Atividades propostas>
• a. Transcreva, do texto sobre os senadores do Norte e a ministra Marina Silva, o trecho entre "Fabio Pontes" e "Câmara dos Deputados.", inclusive.
• b. Dê continuidade ao texto sobre os senadores do Norte e a ministra Marina Silva a partir do ponto em que ele termina.

#### Trecho selecionado

Senadores do Norte protagonizam ataques a Marina, e votam em peso pelo PL da Devastação

Eleitos pela população dos estados do bioma amazônico, parlamentares fazem avançar pautas que colocam em risco a preservação da floresta e os direitos das populações tradicionais. Ataque sofrido pela ministra do Meio Ambiente foi a externalização de uma agenda orquestrada da bancada da motosserra eleita para atender aos interesses do agronegócio, para substituir a floresta pelo pasto.
Fabio Pontes
dos varadouros de Rio Branco
O covarde e misógino ataque promovido por senadores da República contra a ministra do Meio Ambiente, Marina Silva, durante reunião da Comissão de Infraestrutura, na última terça-feira, 27, é mais um dos atestados de quão hostil é a pauta da preservação ambiental e de direitos humanos para a bancada de parlamentares eleitos pelos estados da região Norte – tanto no Senado, quanto na Câmara dos Deputados.

########
#### Material de apoio

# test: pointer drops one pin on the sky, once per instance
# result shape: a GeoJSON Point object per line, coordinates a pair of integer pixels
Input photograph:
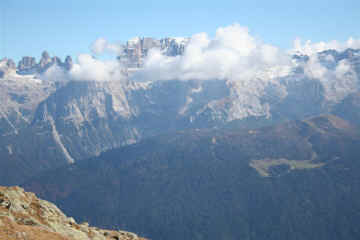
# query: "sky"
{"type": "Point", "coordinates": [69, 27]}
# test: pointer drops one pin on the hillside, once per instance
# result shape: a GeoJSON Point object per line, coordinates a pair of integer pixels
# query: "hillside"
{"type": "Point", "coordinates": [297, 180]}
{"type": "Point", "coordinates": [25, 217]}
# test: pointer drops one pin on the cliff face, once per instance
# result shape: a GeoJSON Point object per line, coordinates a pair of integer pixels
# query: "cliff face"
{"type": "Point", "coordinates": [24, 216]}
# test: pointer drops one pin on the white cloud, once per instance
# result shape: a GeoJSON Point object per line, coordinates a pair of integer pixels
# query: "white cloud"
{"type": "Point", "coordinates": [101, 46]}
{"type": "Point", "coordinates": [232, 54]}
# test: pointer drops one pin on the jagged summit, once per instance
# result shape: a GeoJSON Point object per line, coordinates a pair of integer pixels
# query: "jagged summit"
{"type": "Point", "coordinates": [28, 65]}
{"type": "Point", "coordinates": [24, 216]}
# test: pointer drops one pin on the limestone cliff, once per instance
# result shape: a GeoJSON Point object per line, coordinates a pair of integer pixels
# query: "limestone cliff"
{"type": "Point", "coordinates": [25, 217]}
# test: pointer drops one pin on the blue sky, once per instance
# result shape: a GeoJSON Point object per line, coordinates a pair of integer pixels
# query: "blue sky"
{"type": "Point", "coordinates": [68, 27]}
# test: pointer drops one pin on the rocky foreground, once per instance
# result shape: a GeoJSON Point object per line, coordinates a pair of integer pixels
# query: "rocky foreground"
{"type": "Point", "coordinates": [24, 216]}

########
#### Material de apoio

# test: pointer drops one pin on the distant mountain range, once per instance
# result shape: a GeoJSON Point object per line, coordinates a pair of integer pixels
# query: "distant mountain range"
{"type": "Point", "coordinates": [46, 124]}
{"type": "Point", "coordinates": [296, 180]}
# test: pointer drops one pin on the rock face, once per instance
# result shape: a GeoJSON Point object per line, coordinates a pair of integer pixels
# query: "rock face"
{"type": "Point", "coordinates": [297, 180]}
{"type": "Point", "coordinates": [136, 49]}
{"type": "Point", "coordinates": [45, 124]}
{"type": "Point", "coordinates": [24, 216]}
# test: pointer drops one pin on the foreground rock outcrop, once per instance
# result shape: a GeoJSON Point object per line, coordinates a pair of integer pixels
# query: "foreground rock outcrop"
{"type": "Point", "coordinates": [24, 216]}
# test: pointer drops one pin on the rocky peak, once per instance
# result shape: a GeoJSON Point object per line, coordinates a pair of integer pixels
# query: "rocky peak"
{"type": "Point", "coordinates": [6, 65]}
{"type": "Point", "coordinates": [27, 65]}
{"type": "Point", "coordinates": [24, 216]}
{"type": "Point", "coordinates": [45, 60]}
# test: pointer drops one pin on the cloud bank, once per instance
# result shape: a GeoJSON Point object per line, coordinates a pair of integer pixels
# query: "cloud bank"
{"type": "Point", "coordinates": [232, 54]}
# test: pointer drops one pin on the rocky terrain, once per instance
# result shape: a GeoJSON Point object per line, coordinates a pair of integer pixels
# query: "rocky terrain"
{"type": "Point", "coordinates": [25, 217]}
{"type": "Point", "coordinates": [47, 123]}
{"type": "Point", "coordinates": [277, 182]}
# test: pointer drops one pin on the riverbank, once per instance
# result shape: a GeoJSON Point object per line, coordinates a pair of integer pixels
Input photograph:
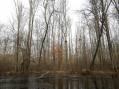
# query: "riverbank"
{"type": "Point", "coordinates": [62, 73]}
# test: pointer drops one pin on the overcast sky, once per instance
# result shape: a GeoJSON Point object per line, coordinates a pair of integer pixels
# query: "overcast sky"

########
#### Material de apoio

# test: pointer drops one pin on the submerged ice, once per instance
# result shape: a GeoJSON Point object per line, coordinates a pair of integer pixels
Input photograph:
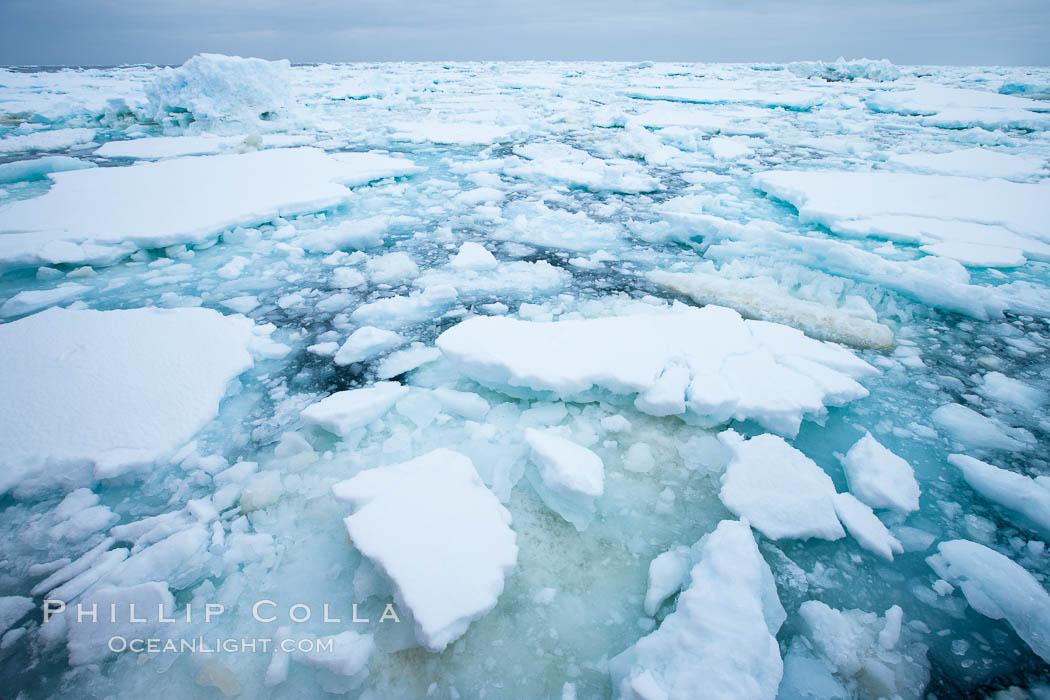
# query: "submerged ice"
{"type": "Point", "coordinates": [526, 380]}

########

Respostas do exercício>
• a.
Fabio Pontes
dos varadouros de Rio Branco
O covarde e misógino ataque promovido por senadores da República contra a ministra do Meio Ambiente, Marina Silva, durante reunião da Comissão de Infraestrutura, na última terça-feira, 27, é mais um dos atestados de quão hostil é a pauta da preservação ambiental e de direitos humanos para a bancada de parlamentares eleitos pelos estados da região Norte – tanto no Senado, quanto na Câmara dos Deputados.

• b.
O espetáculo de horror contra a ministra foi protagonizado, sobretudo, por senadores de estados do Norte. O palco principal esteve ocupado pelo já conhecido bolsonarista Marcos Rogério, do PL de Rondônia – estado onde a pauta legislativa da boiada anda a passos largos. A todo instante, o parlamentar tentava submeter Marina a humilhações. Cortava o microfone. Interrompia suas falas com discursos machistas.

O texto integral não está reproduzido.